**What needs to be done:** Select all lines holding the word "instance" from the entries that follow.

**Records provided:**
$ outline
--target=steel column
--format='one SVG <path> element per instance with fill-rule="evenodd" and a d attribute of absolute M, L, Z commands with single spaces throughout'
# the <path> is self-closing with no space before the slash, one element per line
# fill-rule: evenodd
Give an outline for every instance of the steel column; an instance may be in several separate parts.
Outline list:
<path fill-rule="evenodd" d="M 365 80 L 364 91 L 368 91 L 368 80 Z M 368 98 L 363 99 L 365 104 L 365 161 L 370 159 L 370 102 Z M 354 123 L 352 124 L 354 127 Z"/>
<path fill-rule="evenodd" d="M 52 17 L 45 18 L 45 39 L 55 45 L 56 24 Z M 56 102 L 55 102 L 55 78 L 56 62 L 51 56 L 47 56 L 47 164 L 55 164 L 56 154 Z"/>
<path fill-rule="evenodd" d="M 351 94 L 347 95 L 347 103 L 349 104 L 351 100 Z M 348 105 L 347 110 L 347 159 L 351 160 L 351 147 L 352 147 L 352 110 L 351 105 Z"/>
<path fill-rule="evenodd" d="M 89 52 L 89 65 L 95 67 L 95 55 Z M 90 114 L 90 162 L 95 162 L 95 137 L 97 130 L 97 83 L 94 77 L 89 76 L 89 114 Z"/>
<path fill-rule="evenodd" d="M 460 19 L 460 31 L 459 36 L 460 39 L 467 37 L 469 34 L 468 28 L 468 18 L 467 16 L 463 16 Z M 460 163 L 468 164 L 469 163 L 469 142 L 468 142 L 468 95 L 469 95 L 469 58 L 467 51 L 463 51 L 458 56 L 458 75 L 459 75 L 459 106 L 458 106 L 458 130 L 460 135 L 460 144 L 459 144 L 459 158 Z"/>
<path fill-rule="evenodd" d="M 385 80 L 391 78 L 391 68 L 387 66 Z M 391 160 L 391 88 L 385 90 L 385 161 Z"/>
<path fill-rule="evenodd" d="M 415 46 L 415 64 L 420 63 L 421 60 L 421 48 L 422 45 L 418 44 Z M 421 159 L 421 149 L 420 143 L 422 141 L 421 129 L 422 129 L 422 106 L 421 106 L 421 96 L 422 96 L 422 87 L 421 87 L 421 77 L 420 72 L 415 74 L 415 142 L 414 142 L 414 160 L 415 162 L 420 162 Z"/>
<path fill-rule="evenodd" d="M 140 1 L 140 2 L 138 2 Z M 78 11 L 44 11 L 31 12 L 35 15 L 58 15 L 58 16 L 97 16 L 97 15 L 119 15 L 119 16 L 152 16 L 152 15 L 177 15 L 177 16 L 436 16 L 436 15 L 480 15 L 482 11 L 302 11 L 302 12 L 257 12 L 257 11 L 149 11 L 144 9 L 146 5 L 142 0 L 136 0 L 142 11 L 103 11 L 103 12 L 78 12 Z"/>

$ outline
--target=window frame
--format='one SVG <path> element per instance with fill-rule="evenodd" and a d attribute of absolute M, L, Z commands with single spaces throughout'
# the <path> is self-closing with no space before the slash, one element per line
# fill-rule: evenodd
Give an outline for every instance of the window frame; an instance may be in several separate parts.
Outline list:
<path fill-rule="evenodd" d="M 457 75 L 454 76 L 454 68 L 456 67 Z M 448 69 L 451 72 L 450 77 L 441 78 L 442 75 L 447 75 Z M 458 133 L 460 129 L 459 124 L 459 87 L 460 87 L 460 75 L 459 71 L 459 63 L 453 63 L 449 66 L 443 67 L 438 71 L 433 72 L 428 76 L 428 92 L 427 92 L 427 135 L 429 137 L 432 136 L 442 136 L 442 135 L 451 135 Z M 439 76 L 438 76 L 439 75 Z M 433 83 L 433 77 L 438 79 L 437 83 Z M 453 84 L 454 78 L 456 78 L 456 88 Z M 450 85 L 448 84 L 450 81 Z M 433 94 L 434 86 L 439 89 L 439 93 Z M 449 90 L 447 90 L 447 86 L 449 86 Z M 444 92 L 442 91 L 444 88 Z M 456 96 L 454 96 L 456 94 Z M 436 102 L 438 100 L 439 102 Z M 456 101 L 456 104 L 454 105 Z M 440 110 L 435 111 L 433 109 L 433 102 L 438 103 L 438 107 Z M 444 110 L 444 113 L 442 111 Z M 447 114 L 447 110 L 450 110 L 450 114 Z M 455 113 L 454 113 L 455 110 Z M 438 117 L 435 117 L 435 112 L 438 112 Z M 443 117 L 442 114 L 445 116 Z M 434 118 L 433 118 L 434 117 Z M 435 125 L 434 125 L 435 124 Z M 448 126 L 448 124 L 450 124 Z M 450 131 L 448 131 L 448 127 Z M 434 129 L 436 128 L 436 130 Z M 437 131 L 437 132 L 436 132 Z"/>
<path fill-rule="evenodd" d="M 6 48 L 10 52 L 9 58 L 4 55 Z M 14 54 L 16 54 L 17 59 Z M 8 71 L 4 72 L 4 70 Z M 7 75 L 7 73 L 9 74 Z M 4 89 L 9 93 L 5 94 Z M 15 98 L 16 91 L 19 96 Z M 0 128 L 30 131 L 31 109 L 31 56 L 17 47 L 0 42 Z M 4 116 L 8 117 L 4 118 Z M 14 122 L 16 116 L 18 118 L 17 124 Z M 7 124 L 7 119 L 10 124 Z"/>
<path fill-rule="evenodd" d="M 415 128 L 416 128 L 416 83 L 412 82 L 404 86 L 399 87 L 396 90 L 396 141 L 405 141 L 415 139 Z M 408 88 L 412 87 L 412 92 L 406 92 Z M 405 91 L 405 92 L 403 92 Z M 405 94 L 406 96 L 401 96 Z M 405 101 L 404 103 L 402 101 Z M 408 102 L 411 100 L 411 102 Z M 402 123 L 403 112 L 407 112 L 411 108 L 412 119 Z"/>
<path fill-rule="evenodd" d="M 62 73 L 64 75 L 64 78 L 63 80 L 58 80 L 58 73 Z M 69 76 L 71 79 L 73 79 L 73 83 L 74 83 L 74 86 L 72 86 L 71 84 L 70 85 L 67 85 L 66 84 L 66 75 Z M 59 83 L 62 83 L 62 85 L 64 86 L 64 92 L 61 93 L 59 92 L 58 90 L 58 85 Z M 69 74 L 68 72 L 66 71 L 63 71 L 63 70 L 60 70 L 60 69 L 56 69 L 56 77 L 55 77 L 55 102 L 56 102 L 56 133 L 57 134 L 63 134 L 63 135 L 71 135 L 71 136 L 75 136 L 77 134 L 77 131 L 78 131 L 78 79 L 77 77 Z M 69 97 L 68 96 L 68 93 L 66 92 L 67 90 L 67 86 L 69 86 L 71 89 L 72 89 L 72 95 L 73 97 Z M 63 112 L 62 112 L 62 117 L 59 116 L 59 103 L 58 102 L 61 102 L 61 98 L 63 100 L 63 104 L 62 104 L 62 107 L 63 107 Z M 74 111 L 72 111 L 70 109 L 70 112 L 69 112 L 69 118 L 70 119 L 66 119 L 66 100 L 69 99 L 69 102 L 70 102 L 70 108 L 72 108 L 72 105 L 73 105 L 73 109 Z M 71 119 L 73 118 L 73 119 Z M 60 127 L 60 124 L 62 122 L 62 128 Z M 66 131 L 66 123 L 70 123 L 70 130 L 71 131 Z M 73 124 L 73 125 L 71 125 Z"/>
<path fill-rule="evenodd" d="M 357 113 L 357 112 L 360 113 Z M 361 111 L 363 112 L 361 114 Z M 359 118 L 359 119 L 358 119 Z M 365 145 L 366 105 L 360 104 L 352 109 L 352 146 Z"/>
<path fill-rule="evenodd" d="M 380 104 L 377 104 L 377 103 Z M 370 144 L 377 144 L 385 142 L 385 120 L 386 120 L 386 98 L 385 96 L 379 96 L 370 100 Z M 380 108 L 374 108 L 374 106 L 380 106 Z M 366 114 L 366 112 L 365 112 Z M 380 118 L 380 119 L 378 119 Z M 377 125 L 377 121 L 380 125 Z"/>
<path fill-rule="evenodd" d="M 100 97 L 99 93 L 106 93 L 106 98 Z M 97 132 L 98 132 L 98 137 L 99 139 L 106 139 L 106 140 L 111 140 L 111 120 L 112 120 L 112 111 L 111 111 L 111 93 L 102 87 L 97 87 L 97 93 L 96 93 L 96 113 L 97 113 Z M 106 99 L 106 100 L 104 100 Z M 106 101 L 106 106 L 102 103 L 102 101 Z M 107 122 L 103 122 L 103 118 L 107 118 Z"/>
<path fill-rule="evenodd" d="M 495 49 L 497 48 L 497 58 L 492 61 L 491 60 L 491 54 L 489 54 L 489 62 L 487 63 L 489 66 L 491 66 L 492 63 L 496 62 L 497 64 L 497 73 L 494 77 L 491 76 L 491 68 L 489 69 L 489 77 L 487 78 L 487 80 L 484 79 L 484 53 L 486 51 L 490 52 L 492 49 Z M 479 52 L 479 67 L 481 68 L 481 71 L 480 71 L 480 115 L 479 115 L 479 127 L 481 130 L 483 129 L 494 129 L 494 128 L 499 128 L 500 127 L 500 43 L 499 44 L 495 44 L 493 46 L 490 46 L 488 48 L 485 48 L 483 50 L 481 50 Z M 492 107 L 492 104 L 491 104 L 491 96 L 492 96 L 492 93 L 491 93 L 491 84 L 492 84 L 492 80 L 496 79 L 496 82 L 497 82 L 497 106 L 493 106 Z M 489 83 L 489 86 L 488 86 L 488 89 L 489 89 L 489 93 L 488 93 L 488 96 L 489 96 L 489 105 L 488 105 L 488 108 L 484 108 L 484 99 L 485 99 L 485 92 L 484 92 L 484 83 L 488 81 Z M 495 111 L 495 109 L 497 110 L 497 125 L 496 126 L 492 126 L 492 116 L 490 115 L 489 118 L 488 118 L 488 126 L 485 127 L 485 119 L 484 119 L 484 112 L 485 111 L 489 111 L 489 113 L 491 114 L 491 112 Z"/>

**Your solution:**
--format='one SVG <path> element per instance with fill-rule="evenodd" and a d attribute of absolute M, L, Z commands with single spaces throughout'
Give an outline for every instance of the steel column; an instance may be in several separate parts.
--format='one SVG <path> element per instance with fill-rule="evenodd" and a d attribute of absolute M, L, Z commands with single spaces throughout'
Give an outline for every instance of the window frame; an instance may be in several separate parts.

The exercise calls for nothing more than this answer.